Can you reproduce every line of the data entries below verbatim, with nothing changed?

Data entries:
begin

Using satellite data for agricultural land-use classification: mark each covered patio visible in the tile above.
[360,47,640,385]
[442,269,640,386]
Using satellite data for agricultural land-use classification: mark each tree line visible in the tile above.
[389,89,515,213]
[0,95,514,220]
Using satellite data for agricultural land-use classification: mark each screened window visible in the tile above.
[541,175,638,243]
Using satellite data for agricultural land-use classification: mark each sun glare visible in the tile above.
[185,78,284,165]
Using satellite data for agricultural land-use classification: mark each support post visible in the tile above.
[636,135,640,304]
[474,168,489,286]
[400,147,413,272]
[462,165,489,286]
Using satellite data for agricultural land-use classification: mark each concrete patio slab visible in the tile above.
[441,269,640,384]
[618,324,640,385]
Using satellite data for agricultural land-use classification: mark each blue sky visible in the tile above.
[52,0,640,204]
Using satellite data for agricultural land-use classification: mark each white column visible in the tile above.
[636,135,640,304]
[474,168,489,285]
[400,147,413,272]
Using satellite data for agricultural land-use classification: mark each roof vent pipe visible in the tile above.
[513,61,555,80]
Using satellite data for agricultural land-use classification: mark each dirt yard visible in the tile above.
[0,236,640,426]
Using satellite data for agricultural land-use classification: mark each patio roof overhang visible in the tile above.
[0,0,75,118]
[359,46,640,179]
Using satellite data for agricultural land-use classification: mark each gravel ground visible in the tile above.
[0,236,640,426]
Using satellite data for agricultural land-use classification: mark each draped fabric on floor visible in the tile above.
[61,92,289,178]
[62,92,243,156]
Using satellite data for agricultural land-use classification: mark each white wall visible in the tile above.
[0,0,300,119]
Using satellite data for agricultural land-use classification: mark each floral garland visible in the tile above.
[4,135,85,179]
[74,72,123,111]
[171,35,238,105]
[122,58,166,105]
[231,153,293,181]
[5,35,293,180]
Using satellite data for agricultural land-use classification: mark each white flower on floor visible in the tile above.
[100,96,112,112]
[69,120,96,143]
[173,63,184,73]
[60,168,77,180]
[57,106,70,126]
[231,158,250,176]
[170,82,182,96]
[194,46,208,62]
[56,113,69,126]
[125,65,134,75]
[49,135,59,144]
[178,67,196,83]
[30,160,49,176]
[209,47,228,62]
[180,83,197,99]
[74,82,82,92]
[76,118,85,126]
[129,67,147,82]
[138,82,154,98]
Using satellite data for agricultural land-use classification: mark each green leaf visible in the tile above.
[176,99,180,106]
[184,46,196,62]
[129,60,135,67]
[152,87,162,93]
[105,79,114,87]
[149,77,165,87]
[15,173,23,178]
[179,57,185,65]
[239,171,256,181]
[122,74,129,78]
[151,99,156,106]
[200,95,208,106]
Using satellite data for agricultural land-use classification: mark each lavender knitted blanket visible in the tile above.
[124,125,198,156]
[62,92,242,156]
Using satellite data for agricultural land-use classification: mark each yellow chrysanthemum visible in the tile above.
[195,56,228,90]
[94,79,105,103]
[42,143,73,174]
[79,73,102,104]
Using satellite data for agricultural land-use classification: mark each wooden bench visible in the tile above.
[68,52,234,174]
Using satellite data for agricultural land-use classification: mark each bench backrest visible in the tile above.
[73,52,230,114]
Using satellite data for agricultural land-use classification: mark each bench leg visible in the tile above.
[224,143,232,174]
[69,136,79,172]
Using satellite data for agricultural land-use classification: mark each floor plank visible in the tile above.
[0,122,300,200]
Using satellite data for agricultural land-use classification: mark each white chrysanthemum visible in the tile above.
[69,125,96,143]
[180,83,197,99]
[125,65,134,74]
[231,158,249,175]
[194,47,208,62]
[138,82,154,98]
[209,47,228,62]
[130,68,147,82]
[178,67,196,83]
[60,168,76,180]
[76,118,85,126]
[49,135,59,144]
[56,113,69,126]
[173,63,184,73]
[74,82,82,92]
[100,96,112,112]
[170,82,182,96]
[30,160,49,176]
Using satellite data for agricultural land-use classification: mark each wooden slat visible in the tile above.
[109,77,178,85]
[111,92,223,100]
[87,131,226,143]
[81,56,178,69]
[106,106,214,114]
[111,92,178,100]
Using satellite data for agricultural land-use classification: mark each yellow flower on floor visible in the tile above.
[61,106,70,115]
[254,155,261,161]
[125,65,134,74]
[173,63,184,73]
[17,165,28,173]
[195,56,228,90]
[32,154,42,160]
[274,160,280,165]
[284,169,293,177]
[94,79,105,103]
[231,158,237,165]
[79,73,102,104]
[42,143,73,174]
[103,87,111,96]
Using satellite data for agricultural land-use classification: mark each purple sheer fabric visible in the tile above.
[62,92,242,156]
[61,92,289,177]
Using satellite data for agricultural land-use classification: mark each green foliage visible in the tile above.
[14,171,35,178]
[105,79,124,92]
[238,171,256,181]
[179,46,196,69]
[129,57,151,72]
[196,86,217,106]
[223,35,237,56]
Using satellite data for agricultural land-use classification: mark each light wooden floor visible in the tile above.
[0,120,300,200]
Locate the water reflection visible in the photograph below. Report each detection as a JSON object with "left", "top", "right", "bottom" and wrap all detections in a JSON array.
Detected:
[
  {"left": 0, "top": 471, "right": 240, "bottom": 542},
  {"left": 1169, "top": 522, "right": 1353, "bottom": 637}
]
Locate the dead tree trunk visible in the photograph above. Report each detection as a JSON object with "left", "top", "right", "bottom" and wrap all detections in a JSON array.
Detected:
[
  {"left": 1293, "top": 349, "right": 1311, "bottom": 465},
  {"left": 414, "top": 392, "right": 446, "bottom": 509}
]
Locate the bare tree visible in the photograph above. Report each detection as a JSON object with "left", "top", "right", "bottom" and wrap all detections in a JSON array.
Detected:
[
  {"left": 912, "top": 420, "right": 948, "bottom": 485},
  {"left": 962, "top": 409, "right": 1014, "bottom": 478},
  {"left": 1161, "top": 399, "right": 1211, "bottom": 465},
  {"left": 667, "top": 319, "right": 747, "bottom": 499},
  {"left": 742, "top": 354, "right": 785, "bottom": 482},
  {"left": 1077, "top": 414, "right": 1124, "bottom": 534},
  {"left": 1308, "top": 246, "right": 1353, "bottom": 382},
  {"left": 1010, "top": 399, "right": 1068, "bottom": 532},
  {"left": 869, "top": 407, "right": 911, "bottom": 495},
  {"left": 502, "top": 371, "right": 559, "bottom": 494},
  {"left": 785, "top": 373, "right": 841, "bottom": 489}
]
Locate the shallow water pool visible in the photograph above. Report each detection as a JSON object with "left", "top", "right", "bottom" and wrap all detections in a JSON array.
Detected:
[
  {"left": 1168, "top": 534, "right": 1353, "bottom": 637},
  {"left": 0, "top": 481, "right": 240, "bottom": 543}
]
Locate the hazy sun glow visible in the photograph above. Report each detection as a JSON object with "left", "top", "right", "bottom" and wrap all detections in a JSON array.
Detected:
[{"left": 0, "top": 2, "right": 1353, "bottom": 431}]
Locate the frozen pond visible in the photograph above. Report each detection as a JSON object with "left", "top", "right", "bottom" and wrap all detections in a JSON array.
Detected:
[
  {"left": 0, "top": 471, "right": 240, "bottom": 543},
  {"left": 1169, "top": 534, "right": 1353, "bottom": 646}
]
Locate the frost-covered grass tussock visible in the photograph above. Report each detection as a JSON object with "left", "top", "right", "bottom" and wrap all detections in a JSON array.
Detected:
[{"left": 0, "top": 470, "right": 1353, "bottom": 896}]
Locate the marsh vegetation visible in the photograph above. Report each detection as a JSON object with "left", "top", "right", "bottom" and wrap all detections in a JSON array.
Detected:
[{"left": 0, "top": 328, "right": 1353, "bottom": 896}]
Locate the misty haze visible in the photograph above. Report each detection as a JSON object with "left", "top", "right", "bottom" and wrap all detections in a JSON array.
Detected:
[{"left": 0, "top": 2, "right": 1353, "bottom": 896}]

end

FINAL ANSWER:
Using satellite data for agricultural land-use classification: mark each covered patio visible in the tile above.
[360,47,640,385]
[442,269,640,386]
Using satellite data for agricultural land-use classification: mark each tree line visible in the tile above.
[389,89,515,213]
[0,95,514,220]
Using satellite data for agricultural land-use classification: mark each screened window visible in the tile above.
[541,175,638,243]
Using satellite data for agricultural land-use classification: mark each sun glare visible in the tile above.
[185,78,284,165]
Using satellite data for agricultural land-use classification: mark each support post visible in the tile above.
[636,135,640,304]
[474,168,489,286]
[400,147,413,272]
[462,165,489,286]
Using satellite data for agricultural land-use classification: mark each concrete patio slab visible in the tile above.
[441,269,640,384]
[618,324,640,385]
Using satellite data for agricultural land-use classification: mark each blue sky visible in the tile above.
[52,0,640,204]
Using satellite data for agricultural land-use classification: mark each white column visible in the tile above.
[636,135,640,304]
[474,168,489,285]
[400,147,413,272]
Using satellite data for agricultural land-use classification: mark each roof vent pipe visible in the tile above.
[513,61,555,80]
Using satellite data for agricultural land-use classification: mark each dirt yard visible in the tile above.
[0,236,640,426]
Using satellite data for agricultural land-use classification: mark each patio roof overhang visible in the tile above.
[0,0,75,118]
[359,46,640,179]
Using satellite data for agricultural land-use classification: mark each gravel ground visible in the tile above.
[0,236,640,426]
Using satellite data for agricultural land-use classification: mark each draped fabric on floor visible in the tile above.
[61,92,289,178]
[62,92,243,156]
Using satellite data for agricultural land-use classification: mark each white wall visible in the tile above.
[0,0,300,119]
Using satellite data for agricultural land-use classification: mark each floral garland visible in the tile above.
[4,135,85,179]
[74,72,123,111]
[171,35,238,105]
[122,58,166,105]
[231,153,293,181]
[5,35,293,180]
Using satellite data for agricultural land-use classification: mark each white flower on floor visible in the tile above.
[100,96,112,112]
[69,120,96,143]
[173,63,184,73]
[60,168,77,180]
[57,106,70,126]
[231,158,250,176]
[170,82,182,96]
[194,46,208,62]
[56,113,69,126]
[125,65,134,75]
[49,135,59,144]
[178,67,196,83]
[30,160,49,176]
[209,47,228,62]
[180,83,197,99]
[74,82,82,92]
[76,118,85,126]
[129,67,147,82]
[138,82,154,98]
Using satellite data for agricultural land-use classification: mark each green leaf visible in the tile above.
[176,99,180,106]
[184,46,196,62]
[129,60,135,67]
[152,87,162,93]
[105,79,114,87]
[149,77,165,87]
[15,173,23,178]
[179,57,185,65]
[239,171,256,181]
[122,74,129,78]
[151,99,156,106]
[200,95,208,106]
Using satellite data for agricultural land-use classification: mark each lavender knitted blanket visible in the tile above.
[124,125,198,156]
[62,92,242,156]
Using satellite data for agricultural land-use classification: mark each yellow chrysanthemum visible in the tile above.
[195,56,228,90]
[94,79,105,103]
[42,143,73,174]
[79,73,102,104]
Using satellite data for agricultural land-use classification: mark each wooden bench visible in the tile above.
[68,52,234,174]
Using satellite data for agricultural land-use classification: mark each bench backrest visible in the tile above.
[73,52,230,114]
Using satellite data for agricultural land-use classification: mark each bench leg visible in the tile above.
[224,143,232,174]
[69,136,79,172]
Using satellite data for agricultural land-use classification: mark each floor plank visible in the tile above.
[0,122,300,200]
Using satellite data for agricultural land-use classification: mark each white chrysanthemum visible in the tile above.
[69,125,96,143]
[180,83,197,99]
[125,65,134,74]
[231,158,249,175]
[194,47,208,62]
[138,82,154,98]
[209,47,228,62]
[130,68,147,82]
[178,67,196,83]
[60,168,76,180]
[76,118,85,126]
[49,135,59,144]
[56,113,69,126]
[173,63,184,73]
[74,82,82,92]
[100,96,112,112]
[170,82,182,96]
[30,160,49,176]
Using satellite data for agricultural land-use classification: mark each wooden slat visible in the tile above.
[109,77,178,85]
[111,92,223,100]
[87,131,226,143]
[81,56,178,69]
[106,106,214,114]
[111,92,178,100]
Using satellite data for agricultural land-use classification: mark each yellow flower on floor visible in the tile above.
[61,106,70,115]
[254,155,261,161]
[125,65,134,74]
[173,63,184,73]
[17,165,28,173]
[195,56,228,90]
[32,154,42,160]
[274,160,280,165]
[284,169,293,177]
[94,79,105,103]
[231,158,237,165]
[79,73,102,104]
[42,143,73,174]
[103,87,111,96]
Using satellite data for agricultural land-use classification: mark each purple sheer fabric visible in the tile above.
[62,92,242,156]
[61,92,289,177]
Using satellite data for agricultural land-use classification: mark each green foliage visible in the tile above.
[14,171,35,178]
[105,79,124,92]
[238,171,256,181]
[179,46,196,69]
[129,57,151,72]
[196,86,217,106]
[223,35,237,56]
Using satellite data for agricultural land-use classification: mark each light wooden floor visible in the tile above.
[0,120,300,200]
Locate the water reflection visible in the photograph below. Report each detection as a JSON object with "left", "top", "right", "bottom" and wrap all detections in a JSON array.
Detected:
[
  {"left": 0, "top": 471, "right": 240, "bottom": 542},
  {"left": 1169, "top": 522, "right": 1353, "bottom": 637}
]
Locate the dead tree trunk visible in the photograph above. Report each detection as a JSON object with "left", "top", "right", "bottom" and wrap all detections in a JSON array.
Detected:
[
  {"left": 1293, "top": 349, "right": 1311, "bottom": 465},
  {"left": 414, "top": 392, "right": 446, "bottom": 509}
]
Locate the bare tree visible in the photograph above. Report each detection as a JSON object with "left", "top", "right", "bottom" and wrap all detections in a JSON array.
Detected:
[
  {"left": 912, "top": 420, "right": 948, "bottom": 485},
  {"left": 962, "top": 409, "right": 1014, "bottom": 478},
  {"left": 1161, "top": 399, "right": 1211, "bottom": 465},
  {"left": 667, "top": 319, "right": 747, "bottom": 499},
  {"left": 742, "top": 354, "right": 785, "bottom": 482},
  {"left": 1077, "top": 414, "right": 1124, "bottom": 534},
  {"left": 1308, "top": 246, "right": 1353, "bottom": 382},
  {"left": 1010, "top": 399, "right": 1068, "bottom": 532},
  {"left": 869, "top": 407, "right": 911, "bottom": 495},
  {"left": 502, "top": 371, "right": 559, "bottom": 494},
  {"left": 785, "top": 373, "right": 841, "bottom": 489}
]
Locate the shallow water pool visible in the photograph above. Report each detection as a JSON object with "left", "top", "right", "bottom" and wrap all detections in a JSON array.
Detected:
[
  {"left": 1168, "top": 534, "right": 1353, "bottom": 637},
  {"left": 0, "top": 481, "right": 240, "bottom": 543}
]
Locate the hazy sun glow visible in the photograph above. Report each detection as a JSON object with "left", "top", "right", "bottom" and wrap all detections in a JSON array.
Detected:
[{"left": 0, "top": 2, "right": 1353, "bottom": 431}]
Locate the frozen pond visible in the photograph above. Report each detection as a JSON object with "left", "top", "right", "bottom" and wrap all detections in a JSON array.
Detected:
[
  {"left": 0, "top": 471, "right": 240, "bottom": 543},
  {"left": 1169, "top": 534, "right": 1353, "bottom": 646}
]
Locate the frost-covered grass tussock visible in the photograph above. Report each detection as a JSON object with "left", "top", "right", "bottom" and wrap all detections in a JSON array.
Detected:
[{"left": 0, "top": 470, "right": 1353, "bottom": 896}]
Locate the marsh vegetation visible in the photograph above. Report each detection as a JSON object with "left", "top", "right", "bottom" and wrap all detections in a JSON array.
Detected:
[{"left": 0, "top": 328, "right": 1353, "bottom": 896}]
Locate the misty haze visible in the photograph above. Report each detection as a JSON object with "left", "top", "right", "bottom" and wrap all detections in a JSON array.
Detected:
[{"left": 0, "top": 2, "right": 1353, "bottom": 896}]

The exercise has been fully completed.